Entries provided:
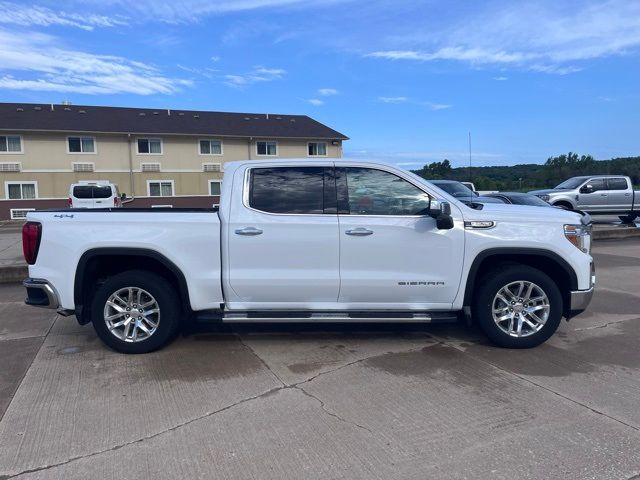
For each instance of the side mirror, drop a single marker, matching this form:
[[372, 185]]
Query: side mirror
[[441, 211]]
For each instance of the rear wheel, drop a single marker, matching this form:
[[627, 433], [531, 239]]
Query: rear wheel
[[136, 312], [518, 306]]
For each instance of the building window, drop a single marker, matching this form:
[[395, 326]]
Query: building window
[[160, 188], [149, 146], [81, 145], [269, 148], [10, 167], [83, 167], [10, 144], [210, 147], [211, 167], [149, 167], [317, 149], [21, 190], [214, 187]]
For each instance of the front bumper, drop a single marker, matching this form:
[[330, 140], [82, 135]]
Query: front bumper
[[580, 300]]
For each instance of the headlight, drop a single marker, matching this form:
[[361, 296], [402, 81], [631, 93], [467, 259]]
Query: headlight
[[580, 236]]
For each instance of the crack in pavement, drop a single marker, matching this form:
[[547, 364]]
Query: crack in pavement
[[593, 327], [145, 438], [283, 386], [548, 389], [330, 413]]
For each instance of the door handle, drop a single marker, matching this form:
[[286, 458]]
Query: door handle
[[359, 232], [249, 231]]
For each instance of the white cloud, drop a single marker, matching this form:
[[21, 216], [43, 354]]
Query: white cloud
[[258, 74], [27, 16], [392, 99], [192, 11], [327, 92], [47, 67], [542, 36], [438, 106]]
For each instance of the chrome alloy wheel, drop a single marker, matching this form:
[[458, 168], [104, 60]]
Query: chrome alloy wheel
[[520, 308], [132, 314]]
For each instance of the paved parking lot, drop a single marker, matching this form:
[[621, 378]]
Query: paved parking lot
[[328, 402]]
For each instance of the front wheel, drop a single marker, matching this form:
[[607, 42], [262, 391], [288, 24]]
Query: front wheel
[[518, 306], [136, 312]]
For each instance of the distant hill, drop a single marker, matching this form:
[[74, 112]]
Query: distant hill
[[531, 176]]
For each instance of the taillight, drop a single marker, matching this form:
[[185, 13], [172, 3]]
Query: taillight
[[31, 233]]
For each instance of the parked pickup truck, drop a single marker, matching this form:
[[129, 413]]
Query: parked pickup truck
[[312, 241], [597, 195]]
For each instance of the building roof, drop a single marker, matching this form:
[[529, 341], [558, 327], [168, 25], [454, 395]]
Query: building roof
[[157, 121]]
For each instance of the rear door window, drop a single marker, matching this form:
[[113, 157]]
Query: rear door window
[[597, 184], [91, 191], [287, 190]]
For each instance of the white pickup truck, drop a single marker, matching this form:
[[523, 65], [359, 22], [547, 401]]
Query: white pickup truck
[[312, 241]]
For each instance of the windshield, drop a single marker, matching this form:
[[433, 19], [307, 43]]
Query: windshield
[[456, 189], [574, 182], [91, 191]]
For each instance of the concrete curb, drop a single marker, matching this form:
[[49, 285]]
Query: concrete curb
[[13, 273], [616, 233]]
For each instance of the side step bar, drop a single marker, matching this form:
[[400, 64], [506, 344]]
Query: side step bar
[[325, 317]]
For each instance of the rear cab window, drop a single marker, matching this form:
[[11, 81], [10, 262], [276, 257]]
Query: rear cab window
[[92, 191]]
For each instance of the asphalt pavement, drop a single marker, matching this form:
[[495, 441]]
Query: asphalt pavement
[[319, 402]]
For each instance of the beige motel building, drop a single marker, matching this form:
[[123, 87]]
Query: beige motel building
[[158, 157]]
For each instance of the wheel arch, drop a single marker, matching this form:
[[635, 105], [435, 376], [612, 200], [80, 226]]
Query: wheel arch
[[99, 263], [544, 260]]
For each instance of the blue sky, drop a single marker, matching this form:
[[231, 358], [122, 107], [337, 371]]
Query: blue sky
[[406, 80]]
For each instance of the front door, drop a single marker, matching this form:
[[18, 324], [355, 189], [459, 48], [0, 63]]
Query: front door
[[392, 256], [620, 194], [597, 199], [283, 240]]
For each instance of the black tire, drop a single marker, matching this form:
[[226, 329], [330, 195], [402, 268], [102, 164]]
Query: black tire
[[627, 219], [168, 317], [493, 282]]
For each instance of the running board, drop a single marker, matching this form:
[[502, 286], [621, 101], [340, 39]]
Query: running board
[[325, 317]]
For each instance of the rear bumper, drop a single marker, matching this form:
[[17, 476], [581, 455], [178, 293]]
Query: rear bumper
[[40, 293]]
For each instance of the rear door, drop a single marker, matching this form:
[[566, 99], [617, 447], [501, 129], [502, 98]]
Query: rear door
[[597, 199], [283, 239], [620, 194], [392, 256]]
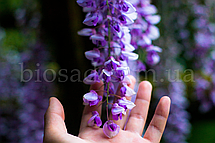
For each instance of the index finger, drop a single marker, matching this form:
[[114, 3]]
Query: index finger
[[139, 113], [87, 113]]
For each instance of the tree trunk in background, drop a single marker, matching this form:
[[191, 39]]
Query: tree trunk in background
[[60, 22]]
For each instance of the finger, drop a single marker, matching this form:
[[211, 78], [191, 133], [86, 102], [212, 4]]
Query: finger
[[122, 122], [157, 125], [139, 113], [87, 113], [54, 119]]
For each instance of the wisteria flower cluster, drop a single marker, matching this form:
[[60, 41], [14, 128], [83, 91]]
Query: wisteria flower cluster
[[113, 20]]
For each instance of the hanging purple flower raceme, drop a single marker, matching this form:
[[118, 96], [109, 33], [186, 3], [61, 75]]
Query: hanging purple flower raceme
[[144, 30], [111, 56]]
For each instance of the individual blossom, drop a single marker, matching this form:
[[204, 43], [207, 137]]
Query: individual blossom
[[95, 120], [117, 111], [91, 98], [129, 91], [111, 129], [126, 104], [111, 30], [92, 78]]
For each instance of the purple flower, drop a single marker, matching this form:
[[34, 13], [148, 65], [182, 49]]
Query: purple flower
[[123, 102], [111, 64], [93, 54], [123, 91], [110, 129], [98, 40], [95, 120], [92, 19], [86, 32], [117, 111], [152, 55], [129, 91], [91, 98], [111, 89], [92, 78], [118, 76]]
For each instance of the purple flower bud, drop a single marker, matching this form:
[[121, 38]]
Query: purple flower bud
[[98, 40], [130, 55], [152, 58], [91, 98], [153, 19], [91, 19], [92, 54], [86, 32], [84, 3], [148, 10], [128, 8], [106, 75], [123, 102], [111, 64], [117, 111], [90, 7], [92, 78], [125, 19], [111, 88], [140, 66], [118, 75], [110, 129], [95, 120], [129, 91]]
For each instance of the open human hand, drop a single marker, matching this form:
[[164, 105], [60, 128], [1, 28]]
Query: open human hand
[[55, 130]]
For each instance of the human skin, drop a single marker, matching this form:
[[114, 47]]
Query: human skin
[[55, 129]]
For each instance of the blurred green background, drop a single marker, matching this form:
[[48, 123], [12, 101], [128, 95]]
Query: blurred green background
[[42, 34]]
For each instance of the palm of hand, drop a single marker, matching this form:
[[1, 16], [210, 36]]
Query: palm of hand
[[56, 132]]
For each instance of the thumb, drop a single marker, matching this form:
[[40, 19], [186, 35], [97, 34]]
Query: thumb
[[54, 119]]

* * *

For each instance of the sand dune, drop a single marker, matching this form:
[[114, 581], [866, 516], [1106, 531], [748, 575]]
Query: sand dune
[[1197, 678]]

...

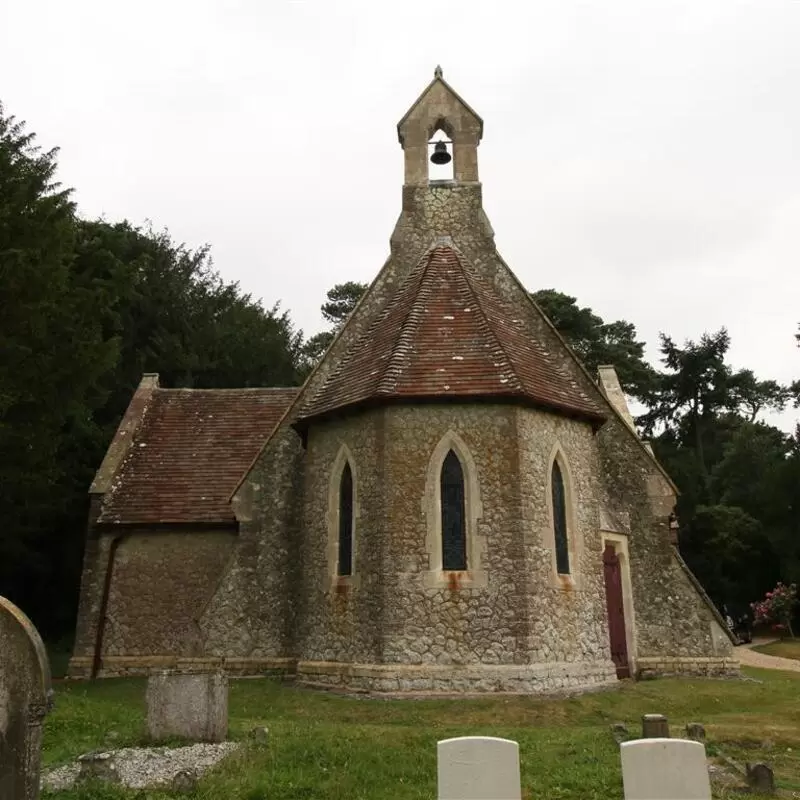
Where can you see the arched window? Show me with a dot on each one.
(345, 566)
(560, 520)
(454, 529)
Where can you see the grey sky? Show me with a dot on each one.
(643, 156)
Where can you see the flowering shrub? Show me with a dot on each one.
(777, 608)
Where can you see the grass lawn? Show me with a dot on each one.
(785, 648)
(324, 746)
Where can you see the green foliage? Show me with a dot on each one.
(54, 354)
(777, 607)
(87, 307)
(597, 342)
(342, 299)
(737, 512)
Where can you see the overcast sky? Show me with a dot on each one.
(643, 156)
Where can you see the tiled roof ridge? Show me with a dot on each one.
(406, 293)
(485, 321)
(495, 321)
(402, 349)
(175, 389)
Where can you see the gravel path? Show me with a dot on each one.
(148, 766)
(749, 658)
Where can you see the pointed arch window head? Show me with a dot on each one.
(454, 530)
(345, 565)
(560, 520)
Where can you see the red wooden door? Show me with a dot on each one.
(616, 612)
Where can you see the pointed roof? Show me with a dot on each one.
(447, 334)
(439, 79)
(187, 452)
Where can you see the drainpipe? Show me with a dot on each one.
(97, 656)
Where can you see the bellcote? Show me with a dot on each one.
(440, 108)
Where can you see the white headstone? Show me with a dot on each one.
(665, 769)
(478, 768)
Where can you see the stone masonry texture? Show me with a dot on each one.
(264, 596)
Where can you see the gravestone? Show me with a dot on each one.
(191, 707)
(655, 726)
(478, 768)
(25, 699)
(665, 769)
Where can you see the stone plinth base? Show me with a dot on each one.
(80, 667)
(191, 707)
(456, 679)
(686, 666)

Goal of the exercise:
Edit the stretch of rows from the line containing "For each instance of the front door, drop" through the line containing "[[113, 20]]", replacing "drop a single marker" with "place one dot" and keeping everything else unchanged. Give back only those lines, without the pictures.

Final answer:
For each instance of the front door, place one dot, matching this form:
[[18, 324], [355, 189], [459, 48], [0, 63]]
Query: front door
[[392, 256], [620, 194], [597, 199], [283, 240]]
For each instance of the black tire, place one dot, matching this form:
[[226, 329], [330, 195], [402, 268], [102, 164]]
Query: black tire
[[627, 219], [168, 317], [493, 282]]
For each instance of the running board, place one dot, matching this form:
[[502, 286], [621, 101], [340, 39]]
Query: running board
[[325, 317]]
For each instance of the rear bumper, place one dot, matching this form:
[[17, 476], [581, 455], [178, 293]]
Query: rear bumper
[[40, 293]]
For each instance of the rear door, place one dot, matching this form:
[[566, 99], [617, 447], [501, 129], [502, 98]]
Query: rear door
[[597, 199], [283, 239], [620, 194], [392, 256]]
For each instance of the index finger, place one dot, matching this form:
[[114, 3]]
Query: index finger
[[139, 113], [87, 113]]
For each instance of the tree trunk in background, place one dot, matching this form:
[[191, 39]]
Query: tree trunk in background
[[60, 22]]
For each instance of the finger, place one dot, matching this form:
[[211, 78], [191, 133], [86, 102], [212, 4]]
Query: finger
[[122, 122], [157, 125], [139, 113], [87, 113], [54, 119]]
For each instance of the wisteria flower cluster, place one dot, matching this form:
[[60, 41], [14, 128], [83, 91]]
Query: wisteria flower cluster
[[113, 20]]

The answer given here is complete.